● WRITTEN INSTRUCTION 1:
In the forum thread about .lib and .ae66 files, how would you translate "They're both extensions for Library files." into Spanish?
● WRITTEN INSTRUCTION 2:
Can you write the next part of the forum thread about .lib and .ae66 library files, picking up after its final post?

Hello,
I would like to know the difference between file *.lib and *.ae66. Could you tell me?
And, How does use the *.ae66 at a project for the CCS v5?
I add the tsu_a.ae66 and the tsu_c.ae66 into the project, however when I compile the project, have the following errors:
I have add the source and header files into the project as followed:
Thank you.
They're both extensions for Library files. .ae66 is used for ELF format and .lib is used for COFF format in general to identify them separately.
Best Regards,
Chad
------------------------------------------------------------------------------------------------------------
Please click the Verify Answer button on this post if it answers your question.
Hi tianxing,
It looks like you are using the TSU component from MCSDK Video 2.0. If that is true, please define tsuContext (and its entries) in your application to address the last linking error.
The first two linking errors can be due to project settings. If it is possible, please provide the complete compilation log or the CCS project so that we can take a look.
Thanks,
Hongmei
Thank you, I have resolved the question.

● DATA EXTRACT:
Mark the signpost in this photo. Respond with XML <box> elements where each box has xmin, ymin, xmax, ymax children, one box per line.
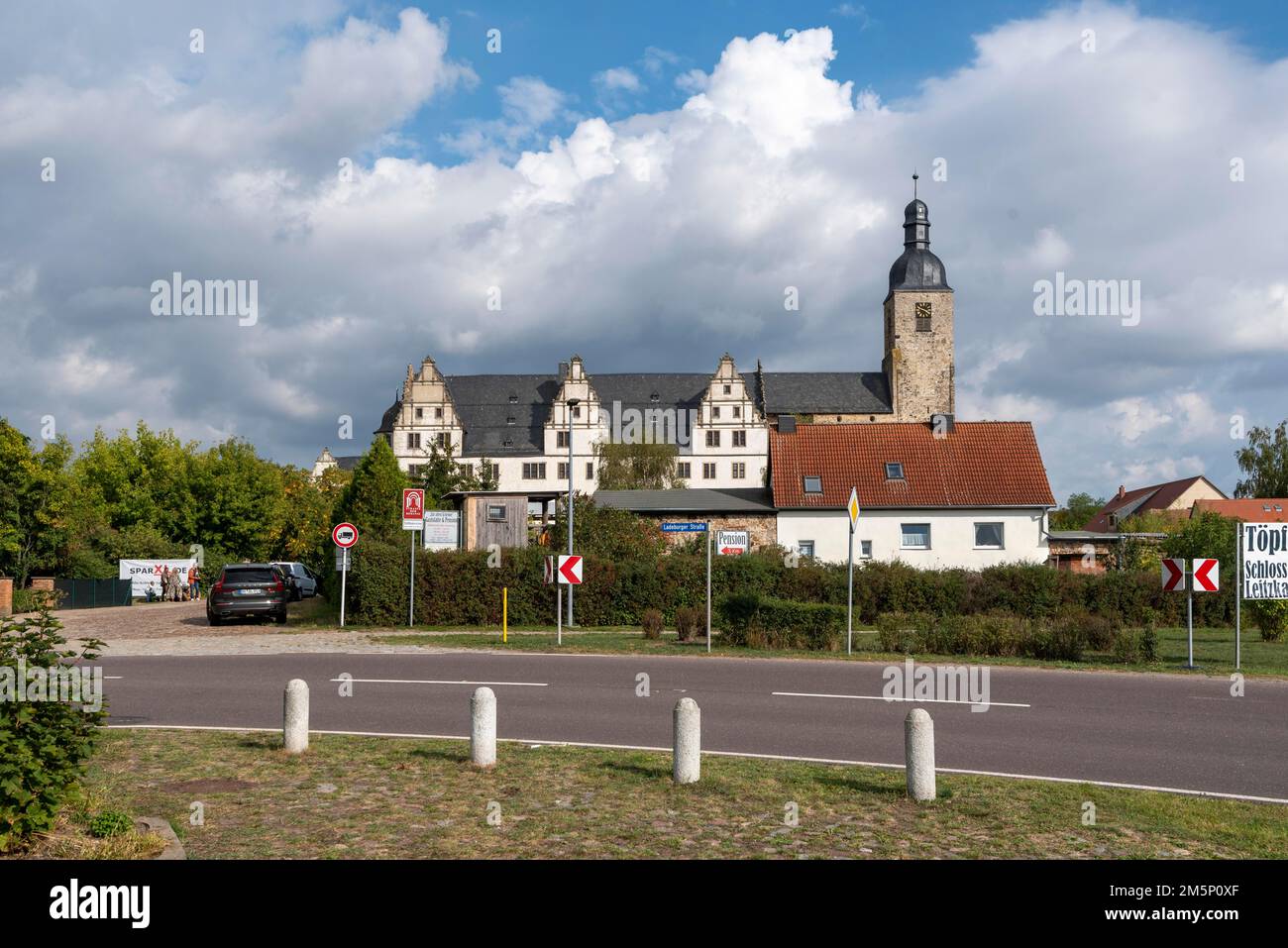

● RESPONSE 1:
Ambas son extensiones para archivos de biblioteca.

● RESPONSE 2:
Hi Hongmei,
I used the TSU component from MCSDK Video 2.0. However, I found it will consume too much time.
Could you tell me the performance of the TSU component.
The number of cycles consumed by TSU depends on input/output resolutions, as well as memory/cache configuration for the application.
Below please find the number of Million cycles taken by each frame in our benchmarking.
These numbers are obtained with:
L1D cache: 32K
L1P cache: 32K
L2 cache: 64K
DDR: cache enabled; pre-fetch enabled.
TSU scratch: placed in local L2
Program: placed in MSMC
We are also optimizing the cycle performance of TSU. The optimized TSU will be packaged in the next MCSDK Video release.
Thanks, Hongmei.
I find the TSU have two algorithm for the interpolation, one is based on the bicubic algorithm and another is based on the polyphase algorithm. What's the differences between them in performance.
And I have tried them without memory/cache configuration. The result is not satisfactory. Could you provide an example for us.
In the component location of tsu, I don't find the datasheet about the benchmarking and more information.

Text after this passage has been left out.